Object point labels
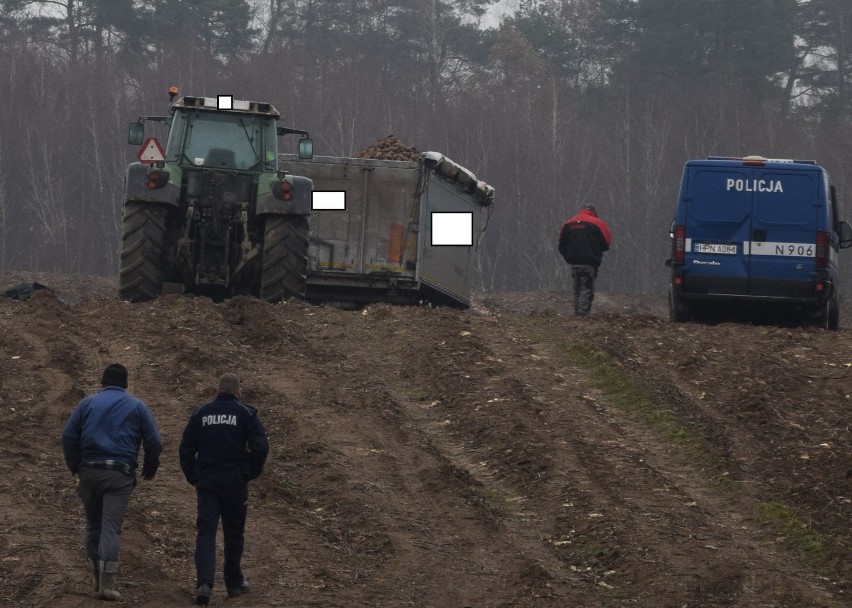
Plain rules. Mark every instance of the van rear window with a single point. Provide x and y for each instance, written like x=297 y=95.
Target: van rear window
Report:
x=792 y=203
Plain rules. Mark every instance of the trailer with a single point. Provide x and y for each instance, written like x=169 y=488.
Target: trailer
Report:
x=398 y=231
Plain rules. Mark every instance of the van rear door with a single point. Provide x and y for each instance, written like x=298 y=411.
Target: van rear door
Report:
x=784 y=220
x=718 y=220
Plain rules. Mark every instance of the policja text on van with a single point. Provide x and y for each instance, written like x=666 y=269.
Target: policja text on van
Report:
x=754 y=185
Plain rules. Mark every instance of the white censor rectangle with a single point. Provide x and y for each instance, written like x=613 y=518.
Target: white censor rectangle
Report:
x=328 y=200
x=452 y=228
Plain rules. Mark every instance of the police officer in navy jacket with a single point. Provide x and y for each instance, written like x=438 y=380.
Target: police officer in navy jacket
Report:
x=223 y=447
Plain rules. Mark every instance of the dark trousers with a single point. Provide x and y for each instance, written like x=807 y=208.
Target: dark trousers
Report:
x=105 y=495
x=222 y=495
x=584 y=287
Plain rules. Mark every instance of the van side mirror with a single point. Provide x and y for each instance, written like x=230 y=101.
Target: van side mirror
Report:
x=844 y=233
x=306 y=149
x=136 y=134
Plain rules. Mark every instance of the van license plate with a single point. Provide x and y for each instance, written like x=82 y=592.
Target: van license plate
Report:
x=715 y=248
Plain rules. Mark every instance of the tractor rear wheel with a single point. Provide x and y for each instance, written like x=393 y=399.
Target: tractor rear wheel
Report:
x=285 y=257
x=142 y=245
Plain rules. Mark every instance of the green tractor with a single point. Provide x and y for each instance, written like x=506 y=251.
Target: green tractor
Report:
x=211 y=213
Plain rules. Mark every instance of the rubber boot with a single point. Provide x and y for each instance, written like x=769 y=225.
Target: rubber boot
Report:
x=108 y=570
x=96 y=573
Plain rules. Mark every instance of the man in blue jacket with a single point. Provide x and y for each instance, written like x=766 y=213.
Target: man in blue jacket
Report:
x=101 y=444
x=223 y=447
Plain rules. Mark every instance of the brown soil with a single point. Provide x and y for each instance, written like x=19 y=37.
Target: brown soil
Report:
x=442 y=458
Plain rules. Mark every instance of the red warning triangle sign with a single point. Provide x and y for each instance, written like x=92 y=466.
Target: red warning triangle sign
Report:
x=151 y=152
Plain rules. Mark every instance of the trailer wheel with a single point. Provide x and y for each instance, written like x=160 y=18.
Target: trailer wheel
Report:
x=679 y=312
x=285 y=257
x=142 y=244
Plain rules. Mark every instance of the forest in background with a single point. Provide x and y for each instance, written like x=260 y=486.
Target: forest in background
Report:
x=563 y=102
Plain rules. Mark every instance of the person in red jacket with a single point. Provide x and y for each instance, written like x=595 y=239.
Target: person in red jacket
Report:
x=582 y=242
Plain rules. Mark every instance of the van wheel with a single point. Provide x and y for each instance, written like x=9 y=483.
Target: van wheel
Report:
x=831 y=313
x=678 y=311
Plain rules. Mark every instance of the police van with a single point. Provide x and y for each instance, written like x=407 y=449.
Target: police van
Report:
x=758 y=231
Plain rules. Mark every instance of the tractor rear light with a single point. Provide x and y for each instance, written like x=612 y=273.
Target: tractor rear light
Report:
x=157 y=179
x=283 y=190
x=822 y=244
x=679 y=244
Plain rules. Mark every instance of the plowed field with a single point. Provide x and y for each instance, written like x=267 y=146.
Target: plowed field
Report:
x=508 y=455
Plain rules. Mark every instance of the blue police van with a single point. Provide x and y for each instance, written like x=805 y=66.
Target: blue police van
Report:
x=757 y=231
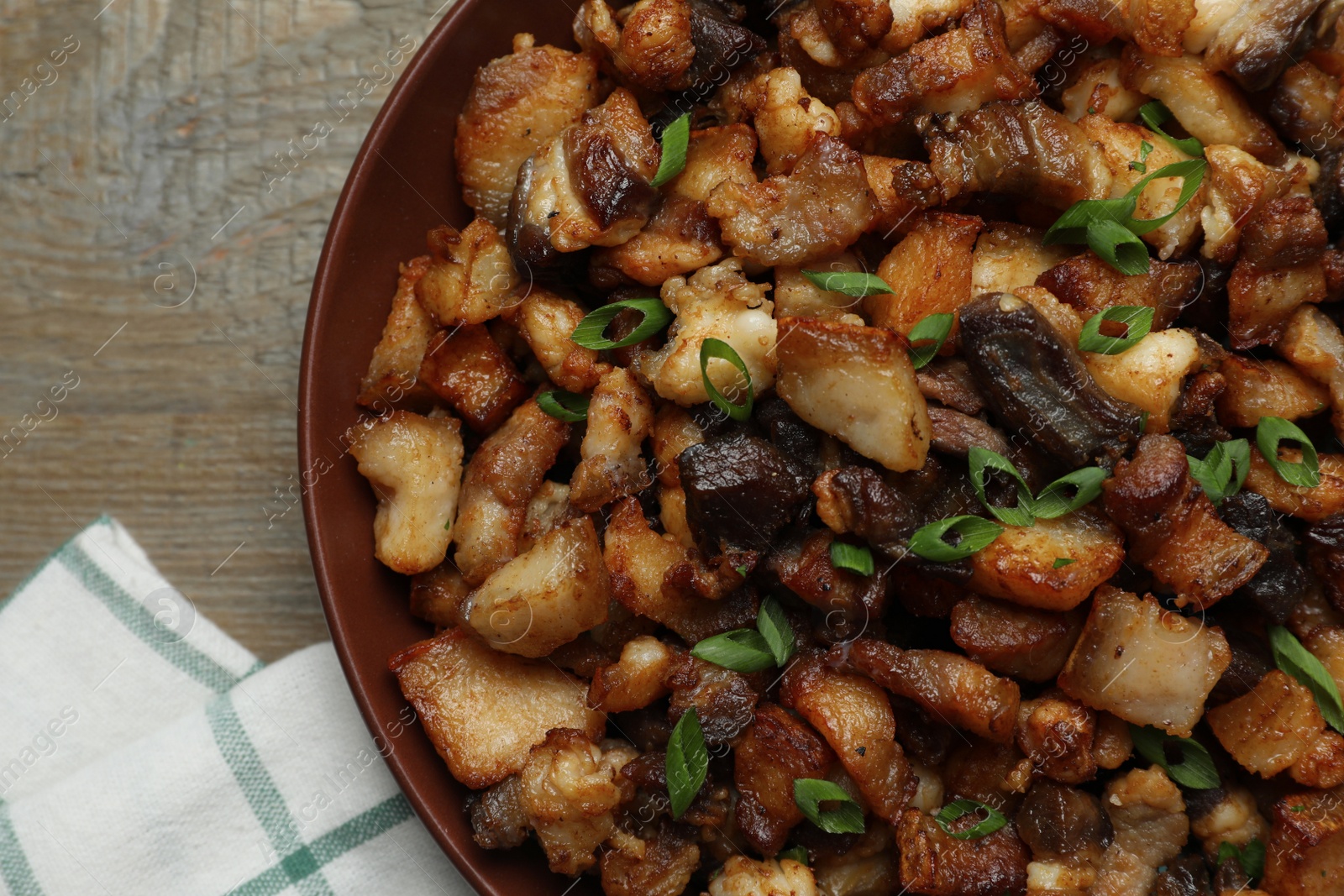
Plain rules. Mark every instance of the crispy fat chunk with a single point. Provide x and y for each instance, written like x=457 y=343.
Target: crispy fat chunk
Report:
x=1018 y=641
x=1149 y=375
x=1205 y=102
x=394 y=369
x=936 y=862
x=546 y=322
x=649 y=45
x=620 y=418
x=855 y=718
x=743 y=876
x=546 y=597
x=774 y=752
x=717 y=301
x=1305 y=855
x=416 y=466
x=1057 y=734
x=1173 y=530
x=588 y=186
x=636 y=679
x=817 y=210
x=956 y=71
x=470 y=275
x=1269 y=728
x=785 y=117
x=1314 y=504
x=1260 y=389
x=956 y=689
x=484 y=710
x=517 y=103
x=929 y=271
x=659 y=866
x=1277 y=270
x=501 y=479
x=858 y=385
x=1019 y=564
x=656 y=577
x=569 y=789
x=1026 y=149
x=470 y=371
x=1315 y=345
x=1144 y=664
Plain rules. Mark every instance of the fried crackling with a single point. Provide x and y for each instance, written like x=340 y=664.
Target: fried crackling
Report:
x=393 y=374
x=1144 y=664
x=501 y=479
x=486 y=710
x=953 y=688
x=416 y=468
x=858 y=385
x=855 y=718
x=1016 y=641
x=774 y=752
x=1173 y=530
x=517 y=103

▶ **Work to complete**:
Switch every "with a single point" in the rows above to "with one point", keeping everything else unchanged, and write out all the rows again. Leave the pictures out of your answer.

▶ **Completed task**:
Plain rules. Mark every instance of the van rear window with one point. Provide x and y for each instance, written like x=297 y=95.
Target: van rear window
Report:
x=792 y=203
Plain rules. Mark every instance of the trailer with one point. Provide x and y for each instance, written like x=169 y=488.
Target: trailer
Report:
x=398 y=231
Plain rules. Mark every instance of the van rear door with one point. Provide x and y for each instance, written like x=298 y=411.
Target: van rear door
Report:
x=784 y=220
x=718 y=220
Plain rules. Mark every instance of the policja text on van with one point. Provide x and y for each instance, written like x=666 y=269.
Target: policja text on van
Report:
x=754 y=185
Plain rules. Mark every instance of the white censor rectangle with one point. Provide x and y for each instance, written like x=613 y=518.
Target: white censor rectangle
Report:
x=328 y=200
x=452 y=228
Plain rules. Mark every instance of the police officer in navy jacket with one point. Provide x and y for each instance, written like x=438 y=380.
Target: police officer in navy jacket
Report:
x=223 y=447
Plain rules. Mark every instance of the dark trousers with one point. Provide x and y for each instance, written like x=807 y=208.
Target: dark trousers
Report:
x=105 y=495
x=222 y=495
x=584 y=287
Plain rules. Mark every instance of the van side mirror with one point. Provide x and y for each instance, written like x=230 y=101.
Target: van side mirror
Report:
x=844 y=233
x=306 y=149
x=136 y=134
Plain rules. Mark every instance of the van license plate with one point. Provide x and y for each instance, written like x=82 y=592.
Target: van license plate
Report:
x=715 y=248
Plain rules. Mark every instance of the tractor rear wheel with one point. Provide x and y for each instance, written like x=393 y=399.
Target: tractor rear wheel
Report:
x=285 y=257
x=142 y=245
Plain rules. Mark every instance of the green tractor with one point. Provide x and y for each instance, written like x=506 y=251.
Target: green tractor
Report:
x=211 y=213
Plain rules. Mark every instance of the rubber boot with one point. Provide x and y for each instance, written like x=769 y=225.
Target: rubber boot
Report:
x=108 y=570
x=96 y=573
Plain rules. Mark every instance of the man in blue jacket with one point. Provide x and y for each instance, written like x=766 y=213.
Target: man in blue jacket
Report:
x=101 y=444
x=223 y=447
Plain rules. Mark every instance of the brown soil with one point. Provide x and y for each instance, written like x=19 y=37.
Target: brown soil
Report:
x=442 y=458
Plain rules. Mark every instance of the red warning triangle sign with one point. Provide x and y for each instance, written like x=92 y=466.
Target: red warning triangle sign
Report:
x=151 y=152
Plain rules. Mark every instance of the trailer wheel with one point. Provide x and y for each instance, written like x=160 y=18.
Target: trailer wheel
Report:
x=679 y=312
x=285 y=257
x=142 y=244
Plain rules. Mark every instance of the forest in background with one point. Provide x and y for each instance, written like x=260 y=486.
Target: forest in background
Report:
x=563 y=102
Plain rules. Mark every instance of the person in red jacket with one point. Provide x and y for each instance, written like x=595 y=239.
Target: person in red jacket
Report:
x=582 y=242
Plain rules. Mark every instance of the van wheel with one point. Provide x and y for each instance, written like x=9 y=483.
Target: van wheel
Report:
x=831 y=313
x=678 y=311
Plain rules. Mark every instance of the police van with one point. Provide x and y for each instance, written like x=407 y=449.
Target: police van
Report:
x=758 y=231
Plain rules. Mark every instance of the tractor rear light with one point. Provide x and y for each instance, written like x=612 y=273.
Target: tractor rear light
Report:
x=157 y=179
x=283 y=190
x=822 y=244
x=679 y=244
Plain rules. Mark every instance of the plowed field with one point. Provide x and y for each instance, written like x=267 y=146.
Target: plowed field
Report:
x=508 y=455
Plain rules. Mark every instance of the blue police van with one point. Provide x and y for each instance, written like x=805 y=66.
Target: blue police van
Report:
x=757 y=231
Plain rules. Mark every instance of the crispy fat chunk with one point. Provide x and y for each instance, written like x=457 y=343.
Target: crispy fat chunk
Report:
x=1018 y=641
x=1149 y=375
x=1205 y=102
x=394 y=369
x=936 y=862
x=546 y=322
x=649 y=45
x=620 y=418
x=855 y=718
x=743 y=876
x=546 y=597
x=774 y=752
x=717 y=301
x=1305 y=855
x=416 y=466
x=1057 y=734
x=1173 y=530
x=588 y=186
x=636 y=679
x=817 y=210
x=956 y=71
x=470 y=275
x=1269 y=728
x=785 y=117
x=1314 y=504
x=1260 y=389
x=956 y=689
x=484 y=710
x=517 y=103
x=929 y=271
x=659 y=866
x=1277 y=270
x=501 y=479
x=858 y=385
x=1019 y=564
x=656 y=577
x=569 y=789
x=1026 y=149
x=470 y=371
x=1315 y=345
x=1144 y=664
Plain rules. Mark every instance of the fried crackling with one point. Provide x and y for each instance, written like x=340 y=664.
Target: fried crackling
Report:
x=393 y=374
x=1144 y=664
x=501 y=479
x=486 y=710
x=953 y=688
x=416 y=468
x=858 y=385
x=855 y=718
x=1016 y=641
x=774 y=752
x=1173 y=530
x=517 y=103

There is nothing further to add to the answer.